Problem details:
The reply should consist of the line containing "Can you see the glass base?" and all lines after it in the listing below, reproduced exactly and nothing more.

Records provided:
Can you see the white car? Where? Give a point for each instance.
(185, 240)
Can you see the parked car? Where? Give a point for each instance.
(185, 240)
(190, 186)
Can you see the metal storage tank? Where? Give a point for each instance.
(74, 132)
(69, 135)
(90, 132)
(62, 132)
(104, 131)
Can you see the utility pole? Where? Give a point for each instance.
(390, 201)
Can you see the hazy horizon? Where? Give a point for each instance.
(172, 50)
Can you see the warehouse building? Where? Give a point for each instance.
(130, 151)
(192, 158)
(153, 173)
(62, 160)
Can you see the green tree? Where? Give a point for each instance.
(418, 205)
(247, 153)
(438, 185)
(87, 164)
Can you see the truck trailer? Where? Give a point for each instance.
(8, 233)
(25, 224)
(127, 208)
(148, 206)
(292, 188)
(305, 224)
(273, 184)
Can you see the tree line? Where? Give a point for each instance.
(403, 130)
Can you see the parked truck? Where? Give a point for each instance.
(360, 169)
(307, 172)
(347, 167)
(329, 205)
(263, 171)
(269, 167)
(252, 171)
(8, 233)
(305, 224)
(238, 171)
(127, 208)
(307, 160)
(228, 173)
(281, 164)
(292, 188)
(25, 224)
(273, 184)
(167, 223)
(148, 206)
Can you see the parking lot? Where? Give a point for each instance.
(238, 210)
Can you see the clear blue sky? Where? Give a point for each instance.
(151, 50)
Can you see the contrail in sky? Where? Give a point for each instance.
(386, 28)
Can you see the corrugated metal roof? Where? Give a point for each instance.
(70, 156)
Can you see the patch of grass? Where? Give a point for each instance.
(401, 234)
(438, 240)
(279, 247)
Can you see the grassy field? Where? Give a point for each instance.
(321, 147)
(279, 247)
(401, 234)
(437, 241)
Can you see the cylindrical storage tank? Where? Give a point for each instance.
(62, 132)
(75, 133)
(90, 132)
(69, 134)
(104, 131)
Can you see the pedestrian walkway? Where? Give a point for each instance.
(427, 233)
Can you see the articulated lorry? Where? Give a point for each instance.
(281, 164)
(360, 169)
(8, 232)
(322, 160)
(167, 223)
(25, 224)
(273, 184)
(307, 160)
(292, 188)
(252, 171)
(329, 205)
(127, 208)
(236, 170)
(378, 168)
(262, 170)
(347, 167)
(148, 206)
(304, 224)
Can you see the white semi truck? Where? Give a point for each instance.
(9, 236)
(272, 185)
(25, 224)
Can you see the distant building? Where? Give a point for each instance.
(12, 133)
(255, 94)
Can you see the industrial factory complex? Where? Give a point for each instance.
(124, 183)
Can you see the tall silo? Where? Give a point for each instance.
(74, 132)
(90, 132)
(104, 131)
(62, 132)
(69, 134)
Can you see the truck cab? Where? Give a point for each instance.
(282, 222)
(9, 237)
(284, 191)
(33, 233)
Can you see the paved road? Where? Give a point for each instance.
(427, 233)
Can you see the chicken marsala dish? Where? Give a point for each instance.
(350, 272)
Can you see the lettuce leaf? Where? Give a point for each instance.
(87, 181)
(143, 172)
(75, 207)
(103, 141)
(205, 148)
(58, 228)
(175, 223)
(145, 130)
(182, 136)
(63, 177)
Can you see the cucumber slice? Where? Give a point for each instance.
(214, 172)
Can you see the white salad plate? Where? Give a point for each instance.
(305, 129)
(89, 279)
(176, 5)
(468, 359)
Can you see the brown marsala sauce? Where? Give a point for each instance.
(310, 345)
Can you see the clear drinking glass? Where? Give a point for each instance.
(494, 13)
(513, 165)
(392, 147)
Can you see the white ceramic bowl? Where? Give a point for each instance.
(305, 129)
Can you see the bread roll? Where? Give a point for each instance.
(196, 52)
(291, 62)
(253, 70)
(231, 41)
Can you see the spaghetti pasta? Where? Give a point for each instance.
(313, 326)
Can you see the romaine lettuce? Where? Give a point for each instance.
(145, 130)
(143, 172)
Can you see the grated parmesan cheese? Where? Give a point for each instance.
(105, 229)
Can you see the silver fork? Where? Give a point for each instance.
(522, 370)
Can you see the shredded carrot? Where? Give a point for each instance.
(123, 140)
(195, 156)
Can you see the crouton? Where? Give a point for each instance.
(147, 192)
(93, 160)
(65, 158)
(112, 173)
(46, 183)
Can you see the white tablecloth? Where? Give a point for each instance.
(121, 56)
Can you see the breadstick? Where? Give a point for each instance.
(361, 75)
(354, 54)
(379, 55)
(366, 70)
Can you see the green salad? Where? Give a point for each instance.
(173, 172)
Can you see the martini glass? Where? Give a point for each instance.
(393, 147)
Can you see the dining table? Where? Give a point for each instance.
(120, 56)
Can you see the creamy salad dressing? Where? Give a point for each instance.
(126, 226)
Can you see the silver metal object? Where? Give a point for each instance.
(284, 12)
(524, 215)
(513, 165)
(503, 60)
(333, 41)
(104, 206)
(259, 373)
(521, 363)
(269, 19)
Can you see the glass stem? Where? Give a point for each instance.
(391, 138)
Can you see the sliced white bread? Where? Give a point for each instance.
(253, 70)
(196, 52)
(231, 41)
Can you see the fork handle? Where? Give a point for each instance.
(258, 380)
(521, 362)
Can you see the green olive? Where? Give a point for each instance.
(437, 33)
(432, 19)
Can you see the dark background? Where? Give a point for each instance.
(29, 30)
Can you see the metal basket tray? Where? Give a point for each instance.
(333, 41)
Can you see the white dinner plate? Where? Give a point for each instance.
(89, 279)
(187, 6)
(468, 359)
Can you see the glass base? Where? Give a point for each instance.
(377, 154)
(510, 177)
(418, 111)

Task result:
Can you see the glass base? Where? Give a point for each instance.
(377, 154)
(510, 177)
(418, 111)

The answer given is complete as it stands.